▶ CONSIGNES
1 - D'après l'article, quelles deux fonctions le préfet cumule-t-il de 1800 à 1982 ?
2 - Recopiez sans modification le passage de l'article allant de « Sur fond de » à « la Révolution ? ».

▶ ARTICLE
Sur fond de fronde fiscale, on assiste aujourd'hui à la montée de revendication régionalistes à travers notamment le mouvement des Bonnets rouges. Faut-il craindre le démantèlement de l'État-nation tel qu'il avait été pensé à la Révolution ?

L’État-nationtel qu'il a été mis en œuvre à la Révolution Française est en quelque sorte le résultat du millénaire capétien. Ce à quoi Louis XIV s'est heurté - à savoir les décisions des Parlements dans les provinces - la Révolution et Napoléon y réussissent en mettant véritablement au pas les provinces, c'est-à-dire en les supprimant purement et simplement. Dans ces conditions, il ne peut être question pour les constitutionnalistes de 1789-1791 de maintenir la province en tant qu'échelon local de pouvoir. Il est une phrase qui résume à elle seule cette volonté : "80 petits roquets plutôt que quinze gros chiens loups". On aura bien sûr reconnu les départements dans les roquets et les régions-provinces dans les chiens loups ! Toute l'histoire administrative française des 250 dernières années est contenue dans ce paradoxe : l'État a une peur permanente du pouvoir provincial et construit patiemment un système à sa main autour du département où, de 1800 à 1982, le préfet est à la fois le représentant de l'État et le chef de l'exécutif départemental. On risque donc aujourd'hui un démantèlement de l'État-nation en ce sens que l'État n'est plus en capacité d'intervenir, puisqu'il a transféré ses compétences de terrain. Il a donc perdu la main financièrement, puisque confronté aux questions de déficit public à résorber. Mais surtout l’État ne montre pas clairement la voie en matière de décentralisation, notamment pour ce qui est des régions.

▶ DONNÉES BRUTES

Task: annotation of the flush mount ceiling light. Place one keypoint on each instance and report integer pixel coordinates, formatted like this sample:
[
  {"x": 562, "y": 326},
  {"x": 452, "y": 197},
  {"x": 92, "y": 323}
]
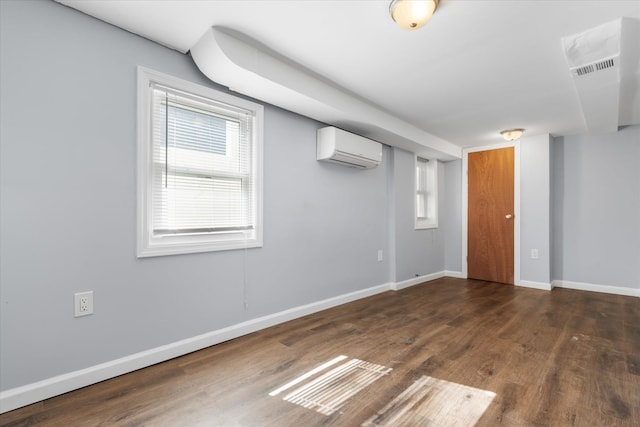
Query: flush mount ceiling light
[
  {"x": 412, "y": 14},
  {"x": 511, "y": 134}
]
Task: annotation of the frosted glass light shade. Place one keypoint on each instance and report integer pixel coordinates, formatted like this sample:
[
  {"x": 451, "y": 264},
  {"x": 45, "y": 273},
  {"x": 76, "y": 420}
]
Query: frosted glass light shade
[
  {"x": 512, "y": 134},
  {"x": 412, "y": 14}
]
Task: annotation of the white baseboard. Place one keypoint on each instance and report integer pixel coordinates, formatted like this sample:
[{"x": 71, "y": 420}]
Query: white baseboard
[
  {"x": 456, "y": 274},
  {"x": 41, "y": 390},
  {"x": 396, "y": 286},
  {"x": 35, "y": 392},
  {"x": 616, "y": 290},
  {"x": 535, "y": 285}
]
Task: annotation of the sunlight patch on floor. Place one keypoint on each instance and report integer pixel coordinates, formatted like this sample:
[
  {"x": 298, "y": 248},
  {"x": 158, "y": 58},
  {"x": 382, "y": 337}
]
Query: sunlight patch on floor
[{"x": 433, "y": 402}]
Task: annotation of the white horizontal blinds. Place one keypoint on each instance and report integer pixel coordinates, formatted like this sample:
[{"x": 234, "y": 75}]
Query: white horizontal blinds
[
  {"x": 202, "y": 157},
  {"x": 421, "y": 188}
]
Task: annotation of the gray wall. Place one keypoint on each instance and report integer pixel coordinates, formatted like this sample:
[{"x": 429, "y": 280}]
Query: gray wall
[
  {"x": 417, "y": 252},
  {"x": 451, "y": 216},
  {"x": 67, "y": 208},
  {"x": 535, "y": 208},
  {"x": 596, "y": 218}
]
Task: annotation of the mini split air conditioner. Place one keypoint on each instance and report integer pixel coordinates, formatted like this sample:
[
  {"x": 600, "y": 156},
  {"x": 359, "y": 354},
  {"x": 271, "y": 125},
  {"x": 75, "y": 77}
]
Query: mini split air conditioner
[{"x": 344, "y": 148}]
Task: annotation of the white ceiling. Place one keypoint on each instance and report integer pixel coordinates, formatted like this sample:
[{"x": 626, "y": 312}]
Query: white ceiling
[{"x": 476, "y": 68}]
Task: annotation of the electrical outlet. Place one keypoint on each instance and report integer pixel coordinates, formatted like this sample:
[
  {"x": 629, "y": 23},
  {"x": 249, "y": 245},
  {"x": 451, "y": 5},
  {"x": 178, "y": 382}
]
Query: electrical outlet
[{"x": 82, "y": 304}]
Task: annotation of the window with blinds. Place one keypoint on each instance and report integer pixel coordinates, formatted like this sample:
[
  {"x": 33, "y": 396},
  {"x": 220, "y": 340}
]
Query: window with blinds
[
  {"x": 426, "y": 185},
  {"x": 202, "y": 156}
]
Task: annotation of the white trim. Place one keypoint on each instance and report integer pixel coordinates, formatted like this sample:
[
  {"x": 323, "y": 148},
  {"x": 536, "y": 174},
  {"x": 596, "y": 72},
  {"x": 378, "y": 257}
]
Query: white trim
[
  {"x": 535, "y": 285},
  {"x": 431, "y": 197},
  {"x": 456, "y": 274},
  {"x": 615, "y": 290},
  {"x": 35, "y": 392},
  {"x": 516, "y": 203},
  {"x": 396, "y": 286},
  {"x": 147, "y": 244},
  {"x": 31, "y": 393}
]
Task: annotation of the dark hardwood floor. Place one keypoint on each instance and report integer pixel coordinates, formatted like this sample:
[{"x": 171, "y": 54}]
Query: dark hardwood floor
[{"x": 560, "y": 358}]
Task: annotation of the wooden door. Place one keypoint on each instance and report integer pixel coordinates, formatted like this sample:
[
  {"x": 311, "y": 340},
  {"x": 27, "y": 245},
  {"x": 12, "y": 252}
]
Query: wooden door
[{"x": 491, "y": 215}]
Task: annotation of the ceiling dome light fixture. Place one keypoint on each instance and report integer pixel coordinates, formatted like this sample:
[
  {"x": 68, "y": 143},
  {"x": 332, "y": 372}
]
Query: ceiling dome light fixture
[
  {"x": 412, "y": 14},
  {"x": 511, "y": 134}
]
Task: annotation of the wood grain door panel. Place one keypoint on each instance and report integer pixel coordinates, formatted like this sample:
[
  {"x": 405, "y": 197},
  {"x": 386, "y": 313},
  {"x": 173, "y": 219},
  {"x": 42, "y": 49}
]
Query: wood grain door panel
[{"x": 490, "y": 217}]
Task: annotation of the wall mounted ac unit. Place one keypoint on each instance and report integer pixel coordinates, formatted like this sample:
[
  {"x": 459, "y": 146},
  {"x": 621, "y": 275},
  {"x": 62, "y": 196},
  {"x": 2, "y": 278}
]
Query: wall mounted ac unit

▶ RÉPONSES ATTENDUES
1 - Il est à la fois le représentant de l'État et le chef de l'exécutif départemental.

2 -
Sur fond de fronde fiscale, on assiste aujourd'hui à la montée de revendication régionalistes à travers notamment le mouvement des Bonnets rouges. Faut-il craindre le démantèlement de l'État-nation tel qu'il avait été pensé à la Révolution ?